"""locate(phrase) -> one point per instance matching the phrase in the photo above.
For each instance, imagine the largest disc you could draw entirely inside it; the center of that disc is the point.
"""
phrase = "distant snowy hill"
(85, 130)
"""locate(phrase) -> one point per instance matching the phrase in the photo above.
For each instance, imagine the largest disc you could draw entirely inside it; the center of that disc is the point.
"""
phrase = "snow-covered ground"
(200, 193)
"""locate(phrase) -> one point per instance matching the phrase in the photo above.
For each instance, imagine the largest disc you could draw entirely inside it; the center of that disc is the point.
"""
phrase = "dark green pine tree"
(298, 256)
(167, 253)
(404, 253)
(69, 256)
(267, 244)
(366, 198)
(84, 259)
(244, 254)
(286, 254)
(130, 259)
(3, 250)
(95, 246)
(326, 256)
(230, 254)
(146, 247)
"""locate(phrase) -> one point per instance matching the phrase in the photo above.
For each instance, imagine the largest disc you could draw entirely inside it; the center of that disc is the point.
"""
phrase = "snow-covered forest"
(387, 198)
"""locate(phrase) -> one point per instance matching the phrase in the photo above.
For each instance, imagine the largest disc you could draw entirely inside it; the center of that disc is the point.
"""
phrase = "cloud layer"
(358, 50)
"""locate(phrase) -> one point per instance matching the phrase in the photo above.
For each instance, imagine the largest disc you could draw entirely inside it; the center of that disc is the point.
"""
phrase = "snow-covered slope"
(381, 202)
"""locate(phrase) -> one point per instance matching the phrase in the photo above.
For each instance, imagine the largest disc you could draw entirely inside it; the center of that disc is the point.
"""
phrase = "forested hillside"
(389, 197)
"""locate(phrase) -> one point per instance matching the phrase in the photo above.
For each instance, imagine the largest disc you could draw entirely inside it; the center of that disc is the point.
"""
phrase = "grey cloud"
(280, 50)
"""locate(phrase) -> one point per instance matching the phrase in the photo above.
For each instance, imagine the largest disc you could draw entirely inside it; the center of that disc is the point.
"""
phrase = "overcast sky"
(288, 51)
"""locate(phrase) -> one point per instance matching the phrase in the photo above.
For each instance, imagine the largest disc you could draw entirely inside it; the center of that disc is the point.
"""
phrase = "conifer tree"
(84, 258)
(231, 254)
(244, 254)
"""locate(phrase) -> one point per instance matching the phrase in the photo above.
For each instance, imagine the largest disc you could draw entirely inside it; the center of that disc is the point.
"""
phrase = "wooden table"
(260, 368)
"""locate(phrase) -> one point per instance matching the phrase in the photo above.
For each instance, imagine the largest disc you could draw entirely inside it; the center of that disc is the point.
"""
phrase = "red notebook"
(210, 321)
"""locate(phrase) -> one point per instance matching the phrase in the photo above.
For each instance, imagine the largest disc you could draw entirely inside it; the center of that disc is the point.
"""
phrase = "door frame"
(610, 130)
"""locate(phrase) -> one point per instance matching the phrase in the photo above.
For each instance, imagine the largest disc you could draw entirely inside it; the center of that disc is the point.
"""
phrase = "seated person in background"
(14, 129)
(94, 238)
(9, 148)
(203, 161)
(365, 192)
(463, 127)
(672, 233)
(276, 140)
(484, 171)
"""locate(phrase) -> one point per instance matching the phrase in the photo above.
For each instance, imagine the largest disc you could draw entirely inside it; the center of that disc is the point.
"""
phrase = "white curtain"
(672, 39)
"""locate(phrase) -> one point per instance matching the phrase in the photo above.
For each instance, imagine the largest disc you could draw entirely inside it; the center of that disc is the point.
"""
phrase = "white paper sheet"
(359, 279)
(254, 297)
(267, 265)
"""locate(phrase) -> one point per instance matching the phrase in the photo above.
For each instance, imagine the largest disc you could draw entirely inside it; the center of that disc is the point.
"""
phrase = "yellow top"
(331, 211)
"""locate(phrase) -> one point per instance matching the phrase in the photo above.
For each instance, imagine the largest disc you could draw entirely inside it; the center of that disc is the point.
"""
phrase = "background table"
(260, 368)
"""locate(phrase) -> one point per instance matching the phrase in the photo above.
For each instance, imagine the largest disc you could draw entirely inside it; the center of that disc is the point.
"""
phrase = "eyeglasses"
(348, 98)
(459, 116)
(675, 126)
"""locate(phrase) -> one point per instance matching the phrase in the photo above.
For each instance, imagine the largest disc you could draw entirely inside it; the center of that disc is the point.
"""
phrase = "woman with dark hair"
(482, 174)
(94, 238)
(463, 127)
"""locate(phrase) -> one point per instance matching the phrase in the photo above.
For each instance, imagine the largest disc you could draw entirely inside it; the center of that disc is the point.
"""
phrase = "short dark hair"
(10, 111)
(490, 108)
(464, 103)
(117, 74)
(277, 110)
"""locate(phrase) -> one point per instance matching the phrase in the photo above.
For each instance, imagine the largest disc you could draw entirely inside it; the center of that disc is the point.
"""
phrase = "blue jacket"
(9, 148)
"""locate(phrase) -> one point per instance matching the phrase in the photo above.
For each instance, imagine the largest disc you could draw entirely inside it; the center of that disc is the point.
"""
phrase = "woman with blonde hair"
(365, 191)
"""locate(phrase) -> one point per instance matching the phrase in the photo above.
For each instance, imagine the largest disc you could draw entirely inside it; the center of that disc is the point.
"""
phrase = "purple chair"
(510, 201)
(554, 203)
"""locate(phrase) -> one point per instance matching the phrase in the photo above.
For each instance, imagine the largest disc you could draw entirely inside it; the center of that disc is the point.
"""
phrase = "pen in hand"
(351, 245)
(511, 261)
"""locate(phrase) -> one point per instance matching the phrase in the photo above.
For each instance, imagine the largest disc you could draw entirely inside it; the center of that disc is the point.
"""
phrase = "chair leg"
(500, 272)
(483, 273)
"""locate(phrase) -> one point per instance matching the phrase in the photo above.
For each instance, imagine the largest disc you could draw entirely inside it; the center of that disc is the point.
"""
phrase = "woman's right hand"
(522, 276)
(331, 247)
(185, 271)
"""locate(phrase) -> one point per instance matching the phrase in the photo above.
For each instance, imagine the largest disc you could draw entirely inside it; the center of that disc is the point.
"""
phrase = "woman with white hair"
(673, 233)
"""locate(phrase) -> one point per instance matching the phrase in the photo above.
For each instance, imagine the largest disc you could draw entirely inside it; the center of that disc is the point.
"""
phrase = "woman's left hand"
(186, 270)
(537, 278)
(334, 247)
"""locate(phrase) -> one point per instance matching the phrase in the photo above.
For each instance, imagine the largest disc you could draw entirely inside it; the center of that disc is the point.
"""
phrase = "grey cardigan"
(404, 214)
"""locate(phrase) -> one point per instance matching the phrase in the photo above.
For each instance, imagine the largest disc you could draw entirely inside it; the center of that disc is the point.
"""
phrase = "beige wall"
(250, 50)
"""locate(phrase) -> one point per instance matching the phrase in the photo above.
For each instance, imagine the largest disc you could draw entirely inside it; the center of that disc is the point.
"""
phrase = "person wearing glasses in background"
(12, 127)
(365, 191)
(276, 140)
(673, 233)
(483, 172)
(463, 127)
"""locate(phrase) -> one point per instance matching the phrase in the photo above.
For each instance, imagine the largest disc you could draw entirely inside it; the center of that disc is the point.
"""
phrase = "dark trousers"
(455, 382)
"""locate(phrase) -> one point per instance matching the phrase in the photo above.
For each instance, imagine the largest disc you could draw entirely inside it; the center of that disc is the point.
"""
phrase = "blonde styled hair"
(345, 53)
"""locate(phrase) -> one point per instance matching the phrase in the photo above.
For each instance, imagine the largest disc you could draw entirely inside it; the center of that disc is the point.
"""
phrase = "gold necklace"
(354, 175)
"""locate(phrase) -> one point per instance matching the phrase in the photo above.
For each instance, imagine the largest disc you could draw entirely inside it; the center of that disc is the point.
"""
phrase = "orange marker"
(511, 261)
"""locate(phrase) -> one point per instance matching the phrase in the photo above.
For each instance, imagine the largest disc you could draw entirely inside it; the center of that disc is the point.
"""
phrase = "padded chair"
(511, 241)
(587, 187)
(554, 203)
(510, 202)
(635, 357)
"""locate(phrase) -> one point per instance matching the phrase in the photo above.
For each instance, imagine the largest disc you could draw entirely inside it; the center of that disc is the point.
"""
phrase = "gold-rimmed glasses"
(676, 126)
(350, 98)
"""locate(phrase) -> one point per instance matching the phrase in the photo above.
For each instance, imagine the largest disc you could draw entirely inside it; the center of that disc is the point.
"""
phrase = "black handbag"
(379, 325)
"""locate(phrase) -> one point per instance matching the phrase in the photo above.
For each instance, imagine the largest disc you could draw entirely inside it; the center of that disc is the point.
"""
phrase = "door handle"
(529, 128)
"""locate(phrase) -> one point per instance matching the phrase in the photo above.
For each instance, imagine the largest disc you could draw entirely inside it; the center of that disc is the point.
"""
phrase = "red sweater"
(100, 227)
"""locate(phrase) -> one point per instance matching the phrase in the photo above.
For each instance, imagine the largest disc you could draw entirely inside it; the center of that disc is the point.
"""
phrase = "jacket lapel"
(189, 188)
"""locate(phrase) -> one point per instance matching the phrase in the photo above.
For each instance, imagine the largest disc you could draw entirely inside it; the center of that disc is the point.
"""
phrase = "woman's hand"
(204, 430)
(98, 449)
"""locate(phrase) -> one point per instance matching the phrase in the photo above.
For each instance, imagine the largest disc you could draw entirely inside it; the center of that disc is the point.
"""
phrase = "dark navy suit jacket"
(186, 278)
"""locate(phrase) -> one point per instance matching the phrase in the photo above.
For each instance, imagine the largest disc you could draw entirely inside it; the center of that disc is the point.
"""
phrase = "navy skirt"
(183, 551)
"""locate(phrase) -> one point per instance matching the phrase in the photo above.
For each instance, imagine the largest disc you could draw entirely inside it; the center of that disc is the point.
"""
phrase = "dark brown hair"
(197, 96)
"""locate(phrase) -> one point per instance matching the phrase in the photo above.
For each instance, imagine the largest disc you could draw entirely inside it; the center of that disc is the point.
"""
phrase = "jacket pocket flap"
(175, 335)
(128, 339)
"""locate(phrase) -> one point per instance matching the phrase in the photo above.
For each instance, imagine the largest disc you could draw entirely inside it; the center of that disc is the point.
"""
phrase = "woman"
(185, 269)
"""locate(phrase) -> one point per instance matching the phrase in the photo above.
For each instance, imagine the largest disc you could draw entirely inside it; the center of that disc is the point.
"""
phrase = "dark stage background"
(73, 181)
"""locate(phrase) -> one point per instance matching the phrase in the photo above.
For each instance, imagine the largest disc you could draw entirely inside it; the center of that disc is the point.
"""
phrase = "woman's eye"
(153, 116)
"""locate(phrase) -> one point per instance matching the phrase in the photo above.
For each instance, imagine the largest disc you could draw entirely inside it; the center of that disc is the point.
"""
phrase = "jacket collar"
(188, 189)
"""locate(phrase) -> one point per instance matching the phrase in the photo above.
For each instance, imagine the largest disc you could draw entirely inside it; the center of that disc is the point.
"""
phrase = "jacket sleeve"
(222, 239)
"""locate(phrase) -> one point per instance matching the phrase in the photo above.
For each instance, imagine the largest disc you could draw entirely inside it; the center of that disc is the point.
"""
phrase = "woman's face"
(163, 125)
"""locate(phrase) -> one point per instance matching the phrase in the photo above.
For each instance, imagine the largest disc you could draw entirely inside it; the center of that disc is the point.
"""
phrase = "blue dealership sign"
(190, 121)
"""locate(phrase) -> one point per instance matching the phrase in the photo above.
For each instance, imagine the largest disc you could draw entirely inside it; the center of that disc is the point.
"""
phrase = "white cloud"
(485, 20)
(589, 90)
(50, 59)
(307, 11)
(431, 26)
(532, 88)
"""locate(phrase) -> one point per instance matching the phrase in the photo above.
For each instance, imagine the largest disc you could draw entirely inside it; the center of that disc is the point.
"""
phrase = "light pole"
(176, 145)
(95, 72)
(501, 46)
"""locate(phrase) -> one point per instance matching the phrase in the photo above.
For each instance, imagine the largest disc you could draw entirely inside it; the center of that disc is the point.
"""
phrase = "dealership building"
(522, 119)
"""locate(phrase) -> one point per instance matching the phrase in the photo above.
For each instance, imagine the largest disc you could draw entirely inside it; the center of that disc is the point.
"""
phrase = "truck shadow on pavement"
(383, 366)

(TASK REQUIREMENTS) Please report how many lines of the listing above contain the string "table", giving only the number.

(FULL RESPONSE) 2